» INSTRUCTIONS TO FOLLOW
An exact transcript of the records is what this task asks for.
****************************************
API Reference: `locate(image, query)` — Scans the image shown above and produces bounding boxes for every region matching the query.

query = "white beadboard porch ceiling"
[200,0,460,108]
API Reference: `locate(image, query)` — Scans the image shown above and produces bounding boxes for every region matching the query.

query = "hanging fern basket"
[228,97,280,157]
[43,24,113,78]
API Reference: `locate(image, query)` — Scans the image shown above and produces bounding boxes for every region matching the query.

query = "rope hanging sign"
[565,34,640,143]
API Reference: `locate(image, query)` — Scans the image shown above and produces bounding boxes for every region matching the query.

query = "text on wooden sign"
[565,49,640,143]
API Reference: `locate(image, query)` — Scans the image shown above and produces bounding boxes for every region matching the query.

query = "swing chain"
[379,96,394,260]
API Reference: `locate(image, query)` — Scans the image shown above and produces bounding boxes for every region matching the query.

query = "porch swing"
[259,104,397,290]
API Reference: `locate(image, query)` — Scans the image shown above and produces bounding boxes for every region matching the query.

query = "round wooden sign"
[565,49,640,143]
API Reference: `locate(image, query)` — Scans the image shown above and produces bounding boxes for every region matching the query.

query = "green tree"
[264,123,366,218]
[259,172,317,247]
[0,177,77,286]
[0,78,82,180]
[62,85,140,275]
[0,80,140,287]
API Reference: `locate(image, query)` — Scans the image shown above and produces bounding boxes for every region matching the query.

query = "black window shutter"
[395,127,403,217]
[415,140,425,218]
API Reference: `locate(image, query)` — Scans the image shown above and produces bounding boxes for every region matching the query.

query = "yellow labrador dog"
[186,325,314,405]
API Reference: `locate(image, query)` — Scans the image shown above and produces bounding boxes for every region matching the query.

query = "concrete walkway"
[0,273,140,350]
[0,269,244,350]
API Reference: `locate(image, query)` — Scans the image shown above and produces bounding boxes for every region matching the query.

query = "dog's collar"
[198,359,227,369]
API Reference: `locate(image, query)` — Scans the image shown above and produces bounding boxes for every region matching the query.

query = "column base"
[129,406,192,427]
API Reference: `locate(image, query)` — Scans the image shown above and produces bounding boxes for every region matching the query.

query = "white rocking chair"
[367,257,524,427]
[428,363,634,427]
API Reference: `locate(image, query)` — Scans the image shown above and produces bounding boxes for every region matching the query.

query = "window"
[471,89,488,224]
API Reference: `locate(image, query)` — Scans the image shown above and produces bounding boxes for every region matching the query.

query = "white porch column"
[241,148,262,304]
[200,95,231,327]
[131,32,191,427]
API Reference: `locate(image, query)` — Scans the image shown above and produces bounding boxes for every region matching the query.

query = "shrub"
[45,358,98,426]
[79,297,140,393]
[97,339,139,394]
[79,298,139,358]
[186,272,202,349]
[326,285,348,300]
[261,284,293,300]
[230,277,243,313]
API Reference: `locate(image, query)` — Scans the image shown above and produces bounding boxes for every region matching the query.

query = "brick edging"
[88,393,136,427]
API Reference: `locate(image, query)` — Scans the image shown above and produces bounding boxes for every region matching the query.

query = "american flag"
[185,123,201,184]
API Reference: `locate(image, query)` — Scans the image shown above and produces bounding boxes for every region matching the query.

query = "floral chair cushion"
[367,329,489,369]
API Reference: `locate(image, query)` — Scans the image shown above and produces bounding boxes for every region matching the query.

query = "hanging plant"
****************************************
» REPLY TO THE EXERCISE
API Reference: `locate(image, query)` — Scans the image shown above and produces bounding boxes for every region matching the query.

query = "white beadboard porch ceiling"
[200,0,460,108]
API Reference: `locate(image, query)` — Scans the image shown above and produces bounding boxes for every region matching the query.

query = "hanging fern basket"
[228,97,280,157]
[43,24,113,78]
API Reference: `locate(image, query)` — Scans the image shown above and produces bounding boxes for every region matching the query.

query = "rope hanging sign"
[565,34,640,143]
API Reference: `locate(image, query)` — Scans the image shown above and produces bounding boxes for every region matching the query.

query = "text on wooden sign"
[565,49,640,143]
API Reference: `locate(image, query)` — Scans the image shown above and produces bounding boxes for every region matching the query.

query = "swing chain"
[379,96,394,260]
API Reference: `locate(image, query)` — Scans the image shown above and produces bounding boxes for every region matching the query.

query = "porch swing"
[259,104,397,290]
API Reference: `locate(image, query)` — Scans the image shown above and produces bounding boxes for every region matching the query.

query = "round wooden sign"
[565,49,640,143]
API Reference: `locate(image, query)` — Scans the image shown above and produces bounding boxes for every region matching the query.

query = "green tree"
[264,123,366,218]
[259,172,317,247]
[0,177,77,286]
[0,78,82,180]
[62,85,140,275]
[0,80,140,287]
API Reference: `locate(image, query)` — Scans the image shown above and produces bounding boxes for every region matching the query.

query = "black window shutter"
[395,127,403,217]
[415,140,425,218]
API Reference: `locate(image, query)` — Scans the image shown above and produces bounding boxes for every region matching the query.

query = "yellow labrador dog"
[186,325,314,405]
API Reference: `locate(image, query)` — Scans the image shown above and produces bounding boxes for every region matching the query.

query = "concrete walkway"
[0,273,140,350]
[0,269,244,350]
API Reference: `locate(image, query)` — Scans the image shown above and produces bounding boxes for every region matching the query.

query = "dog's collar"
[198,359,227,369]
API Reference: `locate(image, query)` — Scans the image shown above and produces bounding boxes for every region matching the query.

query = "column base"
[129,406,192,427]
API Reference: `locate(image, query)` — Scans the image shown above and produces bounding boxes for every region matching the query.

query = "white rocking chair"
[367,257,524,427]
[428,363,634,427]
API Reference: `locate(image, query)` — Scans the image shown above and produces bounding boxes for every region matching the query.

query = "window"
[471,89,488,224]
API Reference: `locate(image, query)` — Scans the image shown above and produces bounding boxes for every region matching the query.

query = "white porch column"
[241,148,262,304]
[200,95,231,327]
[131,32,191,427]
API Reference: `locate(image, query)` — Scans the image shown above and produces bounding boxes for every region matching the query.

query = "shrub"
[45,358,98,426]
[79,297,140,393]
[97,339,139,394]
[79,298,139,358]
[186,272,202,349]
[326,285,348,300]
[261,284,293,300]
[230,277,243,313]
API Reference: `locate(image, query)` — Scans the image shown above and produces bounding boxes for every region matching the query.

query = "brick edging"
[88,393,136,427]
API Reference: `locate(image, query)` — Scans the image shown above and produces bounding boxes for every region matching the query.

query = "american flag"
[185,123,201,184]
API Reference: `locate(image, query)` — Scans the image shown above and produces bounding boxes for every region matching the query.

query = "floral chair cushion"
[367,329,489,369]
API Reference: `locate(image, query)` — Scans the image shown above and produces bounding boxes for every region matching the query.

query = "hanging plant"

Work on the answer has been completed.